▶ **DIRECTIVES**
[a] In the Unicode String changelog, rewrite everything from "Fix compile +" down to "or later only.", substituting "Dialyzer" for "dialyzer".
[b] Carry the Unicode String changelog on past its final entry.

--- Start of SOURCE TEXT ---

Changelog

Unicode String v2.1.0

This is the changelog for Unicode String v2.1.0 released on May 1st, 2026. For older changelogs please consult the release tag on GitHub

Bug Fixes

Improve line break segmentation conformance and compatibility with ICU.

Enhancements

Replaces the regex-based segmentation engine with a single-pass DFA evaluator. Sentence break on a 4 KB unbroken sentence drops from ~9,200 ms to ~11 ms (~840×); word break on a 4 KB sentence from ~7,000 ms to ~12 ms (~580×); scaling is now linear in input length instead of O(N²).

Unicode String v2.0.1

This is the changelog for Unicode String v2.0.1 released on April 29th, 2026. For older changelogs please consult the release tag on GitHub

Bug Fixes

Fix compile + dialyzer + tests without optional :localize dependency.

Unicode String v2.0.0

This is the changelog for Unicode String v2.0.0 released on April 14th, 2026. For older changelogs please consult the release tag on GitHub

Breaking change

Unicode String version 2.0 and later is supported on Elixir 1.17 or later only.

Enhancements

Replace ex_cldr with localize as the localization library
Fix titalcasing the letter i - including correct handling in Turkic languages
Use Localize.Locale.best_match/3 for locale matching
Fixes to the Unicode.Break module.

Unicode String v1.8.0

This is the changelog for Unicode String v1.8.0 released on January 19th, 2026. For older changelogs please consult the release tag on GitHub

Enhancements

Updates to Unicode 17.0 data.

--- End of SOURCE TEXT ---
--- Start of MATERIAL ---

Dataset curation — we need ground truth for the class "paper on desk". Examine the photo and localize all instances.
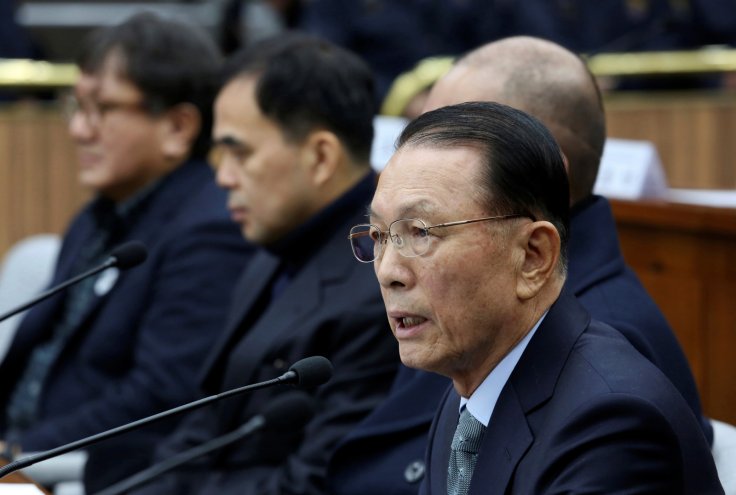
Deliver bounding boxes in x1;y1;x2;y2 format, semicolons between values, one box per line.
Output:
0;483;43;495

--- End of MATERIAL ---

▶ **TASK-BY-TASK ANSWERS**
[a]
Fix compile + Dialyzer + tests without optional :localize dependency.

Unicode String v2.0.0

This is the changelog for Unicode String v2.0.0 released on April 14th, 2026. For older changelogs please consult the release tag on GitHub

Breaking change

Unicode String version 2.0 and later is supported on Elixir 1.17 or later only.

[b]
Unicode String v1.7.0

This is the changelog for Unicode String v1.7.0 released on March 29th, 2025. For older changelogs please consult the release tag on GitHub

Bug Fixes

Converts all compile-time regex compilation to runtime to be compatible with OTP 28.

Unicode String v1.6.0

This is the changelog for Unicode String v1.6.0 released on March 17th, 2025. For older changelogs please consult the release tag on GitHub

Bug Fixes

Fix word break detection when a \p{word_break=extend} codepoint is preceeded by a letter and followed by a letter.

Enhancements

Updated to CLDR 47 break rules and test data.

Unicode String v1.5.0

This is the changelog for Unicode String v1.5.0 released on January 1st, 2025. For older changelogs please consult the release tag on GitHub

Enhancements

Update to CLDR 46.1 segmentation data and tests.
Pass dialyzer with :underspecs flag set.

Unicode String v1.4.1

This is the changelog for Unicode String v1.4.1 released on March 14th, 2024. For older changelogs please consult the release tag on GitHub

Bug Fixes

Fix performance regressing in Uncode.String.Break.next/4. Added the script bench/next.exs to allow for regression testing. Thanks to @mntns for the report. Closes #6.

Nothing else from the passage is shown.